* _WHAT TO DO_
1 > Write out the passage of the advice-column post between "I'm in a tough" and "had to change.", inclusive.
2 > Answer these questions from the advice-column post:
(a) How many answers does the header say the question received?
(b) How long did the writer's relationship with his ex last?
(c) For how long did the writer not get in touch with her while she was abroad?

* _DOCUMENT EXCERPT_
== == ==

Tagged as: Big Questions, The ex-factor<< Previous question   Next question >>
Question - (2 November 2006) 10 Answers - (Newest, 3 November 2006)
A male , anonymous writes:

Dear Cupid,

I'm in a tough situation. My ex gf broke up with me 1 and a 1/2 years ago after a short 6 month relationship(I became an alcholic, and a different person) and for the next six months we were "friends" (but always fighting, I was drinking and lying about it etc). It was mostly my fault (still hurting), but it ended finally with her saying she never wants to speak to me again and thats when it hit me I had to change.

Before that we use to talk everyday until she went abroad and I didnt get in touch with her for that month. When she came back she had completely changed her attitude towards me (didnt seem to care anymore). For example I was mugged and beat up by thugs and she asked why I called her when I was in pain and not another friend? That really hurt.

== == ==

Box-labeled dataset extracts
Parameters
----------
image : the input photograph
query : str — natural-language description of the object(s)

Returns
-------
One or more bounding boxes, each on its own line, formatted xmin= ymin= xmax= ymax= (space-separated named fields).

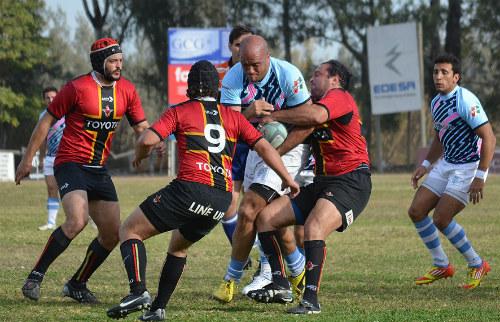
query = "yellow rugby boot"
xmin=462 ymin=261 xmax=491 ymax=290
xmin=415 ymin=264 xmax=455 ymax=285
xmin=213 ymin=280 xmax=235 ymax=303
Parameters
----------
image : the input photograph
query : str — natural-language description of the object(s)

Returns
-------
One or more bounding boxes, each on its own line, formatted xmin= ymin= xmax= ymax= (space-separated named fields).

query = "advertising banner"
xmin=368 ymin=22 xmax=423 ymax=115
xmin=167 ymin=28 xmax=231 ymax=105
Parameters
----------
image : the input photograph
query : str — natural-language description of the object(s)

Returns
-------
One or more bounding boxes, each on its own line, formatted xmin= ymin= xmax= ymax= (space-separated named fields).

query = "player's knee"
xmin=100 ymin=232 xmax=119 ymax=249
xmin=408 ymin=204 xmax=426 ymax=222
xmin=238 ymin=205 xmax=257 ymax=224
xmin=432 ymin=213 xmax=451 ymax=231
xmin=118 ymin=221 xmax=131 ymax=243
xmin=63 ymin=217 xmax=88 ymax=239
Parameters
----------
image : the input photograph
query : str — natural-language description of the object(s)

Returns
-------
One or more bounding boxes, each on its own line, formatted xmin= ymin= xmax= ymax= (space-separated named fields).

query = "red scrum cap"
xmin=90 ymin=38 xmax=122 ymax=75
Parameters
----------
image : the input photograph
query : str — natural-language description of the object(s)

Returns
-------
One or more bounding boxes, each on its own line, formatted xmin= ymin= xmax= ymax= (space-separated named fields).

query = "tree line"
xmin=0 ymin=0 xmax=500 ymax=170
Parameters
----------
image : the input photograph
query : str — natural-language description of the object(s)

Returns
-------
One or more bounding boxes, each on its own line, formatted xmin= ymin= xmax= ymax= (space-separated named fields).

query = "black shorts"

== == ==

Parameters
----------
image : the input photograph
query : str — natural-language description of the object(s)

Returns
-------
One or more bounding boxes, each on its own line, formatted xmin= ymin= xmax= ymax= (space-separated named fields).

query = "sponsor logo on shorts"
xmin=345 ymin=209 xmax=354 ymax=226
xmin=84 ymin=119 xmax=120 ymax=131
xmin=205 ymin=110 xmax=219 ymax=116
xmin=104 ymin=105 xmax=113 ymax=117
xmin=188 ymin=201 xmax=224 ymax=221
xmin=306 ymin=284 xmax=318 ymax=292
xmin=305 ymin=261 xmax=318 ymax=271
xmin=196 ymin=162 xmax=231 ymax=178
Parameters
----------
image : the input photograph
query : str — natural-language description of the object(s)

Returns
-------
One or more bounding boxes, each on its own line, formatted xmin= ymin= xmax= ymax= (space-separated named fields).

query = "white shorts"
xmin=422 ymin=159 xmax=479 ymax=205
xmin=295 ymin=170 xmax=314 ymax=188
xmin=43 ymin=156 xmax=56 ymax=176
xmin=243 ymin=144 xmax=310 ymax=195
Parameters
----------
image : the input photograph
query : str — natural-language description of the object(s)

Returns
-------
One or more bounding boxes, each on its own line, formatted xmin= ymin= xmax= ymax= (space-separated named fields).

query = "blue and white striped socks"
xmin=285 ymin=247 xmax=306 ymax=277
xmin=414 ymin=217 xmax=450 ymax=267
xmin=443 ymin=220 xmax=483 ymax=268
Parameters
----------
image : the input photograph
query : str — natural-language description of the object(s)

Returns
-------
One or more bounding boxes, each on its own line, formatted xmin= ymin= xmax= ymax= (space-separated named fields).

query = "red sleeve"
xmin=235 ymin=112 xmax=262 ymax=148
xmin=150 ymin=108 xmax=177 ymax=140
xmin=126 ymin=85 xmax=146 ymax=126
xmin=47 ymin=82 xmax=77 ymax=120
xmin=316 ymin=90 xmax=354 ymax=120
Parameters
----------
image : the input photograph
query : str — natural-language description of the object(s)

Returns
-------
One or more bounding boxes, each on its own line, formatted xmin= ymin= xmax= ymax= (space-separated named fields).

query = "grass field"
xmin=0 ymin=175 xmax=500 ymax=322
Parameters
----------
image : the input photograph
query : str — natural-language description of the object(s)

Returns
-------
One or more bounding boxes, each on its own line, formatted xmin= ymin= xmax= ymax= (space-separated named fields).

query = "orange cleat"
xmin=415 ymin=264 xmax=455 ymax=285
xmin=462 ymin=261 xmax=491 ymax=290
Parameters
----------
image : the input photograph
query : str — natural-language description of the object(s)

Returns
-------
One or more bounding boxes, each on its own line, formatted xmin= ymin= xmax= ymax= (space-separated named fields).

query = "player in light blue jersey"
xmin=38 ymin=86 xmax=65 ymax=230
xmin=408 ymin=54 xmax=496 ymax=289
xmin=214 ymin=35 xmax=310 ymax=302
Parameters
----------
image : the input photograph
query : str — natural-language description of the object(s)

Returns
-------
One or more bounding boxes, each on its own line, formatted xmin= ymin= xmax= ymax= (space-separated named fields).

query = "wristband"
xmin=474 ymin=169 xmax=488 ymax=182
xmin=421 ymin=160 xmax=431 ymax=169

== == ==

* _SOLUTIONS TO THE TASKS_
1 >
I'm in a tough situation. My ex gf broke up with me 1 and a 1/2 years ago after a short 6 month relationship(I became an alcholic, and a different person) and for the next six months we were "friends" (but always fighting, I was drinking and lying about it etc). It was mostly my fault (still hurting), but it ended finally with her saying she never wants to speak to me again and thats when it hit me I had to change.

2 >
(a) 10
(b) 6 months
(c) A month